[Obiettivo dell'esercizio]
Trascrivi tutte le righe che seguono, riproducendole senza alcuna modifica.

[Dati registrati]
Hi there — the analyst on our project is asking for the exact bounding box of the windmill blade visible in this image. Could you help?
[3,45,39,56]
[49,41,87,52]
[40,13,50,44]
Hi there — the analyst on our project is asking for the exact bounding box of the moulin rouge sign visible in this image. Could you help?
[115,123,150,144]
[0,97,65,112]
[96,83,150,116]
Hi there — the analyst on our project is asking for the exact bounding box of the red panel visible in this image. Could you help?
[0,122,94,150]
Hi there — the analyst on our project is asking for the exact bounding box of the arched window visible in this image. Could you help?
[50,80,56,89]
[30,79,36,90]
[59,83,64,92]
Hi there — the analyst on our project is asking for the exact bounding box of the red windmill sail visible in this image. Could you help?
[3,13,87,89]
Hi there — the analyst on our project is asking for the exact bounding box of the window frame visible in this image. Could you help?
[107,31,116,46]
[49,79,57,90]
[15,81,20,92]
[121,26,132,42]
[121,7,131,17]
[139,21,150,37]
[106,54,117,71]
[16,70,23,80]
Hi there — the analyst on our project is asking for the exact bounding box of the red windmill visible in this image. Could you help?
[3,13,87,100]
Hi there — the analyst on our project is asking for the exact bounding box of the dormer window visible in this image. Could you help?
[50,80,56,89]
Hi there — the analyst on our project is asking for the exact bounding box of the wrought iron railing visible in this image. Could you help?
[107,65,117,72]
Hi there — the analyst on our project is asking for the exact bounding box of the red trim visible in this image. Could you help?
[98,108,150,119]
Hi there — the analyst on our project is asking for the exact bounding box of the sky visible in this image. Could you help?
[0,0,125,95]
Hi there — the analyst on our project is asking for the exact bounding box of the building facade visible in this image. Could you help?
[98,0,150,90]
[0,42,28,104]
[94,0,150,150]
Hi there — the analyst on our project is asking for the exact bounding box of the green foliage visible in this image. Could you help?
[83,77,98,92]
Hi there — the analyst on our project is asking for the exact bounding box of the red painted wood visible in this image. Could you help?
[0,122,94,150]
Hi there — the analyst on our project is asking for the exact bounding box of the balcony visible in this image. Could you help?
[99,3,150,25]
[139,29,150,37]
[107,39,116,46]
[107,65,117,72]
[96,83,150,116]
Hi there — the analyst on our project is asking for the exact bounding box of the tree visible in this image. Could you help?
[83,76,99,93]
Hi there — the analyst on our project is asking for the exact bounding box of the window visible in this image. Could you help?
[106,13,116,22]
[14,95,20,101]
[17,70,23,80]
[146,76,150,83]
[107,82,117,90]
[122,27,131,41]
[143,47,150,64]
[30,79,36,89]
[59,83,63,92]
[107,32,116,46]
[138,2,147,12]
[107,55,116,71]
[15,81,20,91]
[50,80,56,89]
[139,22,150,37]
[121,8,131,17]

[Soluzione svolta]
Hi there — the analyst on our project is asking for the exact bounding box of the windmill blade visible in this image. Could you help?
[3,45,39,56]
[49,41,87,52]
[40,13,50,44]
Hi there — the analyst on our project is asking for the exact bounding box of the moulin rouge sign visible in this image. Could you help?
[115,123,150,144]
[0,97,65,112]
[96,83,150,116]
Hi there — the analyst on our project is asking for the exact bounding box of the red panel visible in this image. Could you help?
[0,122,94,150]
Hi there — the analyst on our project is asking for the exact bounding box of the arched window visible in this image. Could you help?
[50,80,56,89]
[30,79,36,90]
[59,83,64,92]
Hi there — the analyst on our project is asking for the exact bounding box of the red windmill sail visible in this image. Could you help?
[3,13,87,89]
Hi there — the analyst on our project is asking for the exact bounding box of the window frame visible in this image. Could you help?
[107,31,116,46]
[49,79,57,90]
[15,81,20,92]
[121,26,132,42]
[121,7,131,17]
[139,21,150,37]
[106,54,117,71]
[16,70,23,80]
Hi there — the analyst on our project is asking for the exact bounding box of the red windmill visible in this image. Could you help?
[3,13,87,100]
Hi there — the analyst on our project is asking for the exact bounding box of the dormer window visible in this image. Could you help?
[50,80,56,89]
Hi there — the analyst on our project is asking for the exact bounding box of the wrought iron railing visible in this image. Could you help?
[107,65,117,72]
Hi there — the analyst on our project is asking for the exact bounding box of the red trim visible in this image. Could you help?
[98,108,150,119]
Hi there — the analyst on our project is asking for the exact bounding box of the sky visible in this image. Could you help?
[0,0,125,95]
Hi there — the analyst on our project is asking for the exact bounding box of the building facade visible in this image. Could you help?
[98,0,150,90]
[0,42,28,104]
[94,0,150,150]
Hi there — the analyst on our project is asking for the exact bounding box of the green foliage visible in this image. Could you help?
[83,77,98,92]
Hi there — the analyst on our project is asking for the exact bounding box of the red painted wood visible in this image. Could you help?
[0,122,94,150]
Hi there — the analyst on our project is asking for the exact bounding box of the balcony visible in this image. Could you help?
[99,3,150,25]
[139,29,150,37]
[107,39,116,46]
[107,65,117,72]
[96,83,150,116]
Hi there — the analyst on our project is asking for the exact bounding box of the tree visible in this image. Could you help?
[83,76,99,93]
Hi there — the analyst on our project is asking for the exact bounding box of the window visible in this image. Could you help?
[106,13,116,22]
[14,95,20,101]
[17,70,23,80]
[146,76,150,83]
[107,82,117,90]
[122,27,131,41]
[143,47,150,64]
[30,79,36,89]
[59,83,63,92]
[107,32,116,46]
[138,2,147,12]
[107,55,116,71]
[15,81,20,91]
[50,80,56,89]
[139,22,150,37]
[121,8,131,17]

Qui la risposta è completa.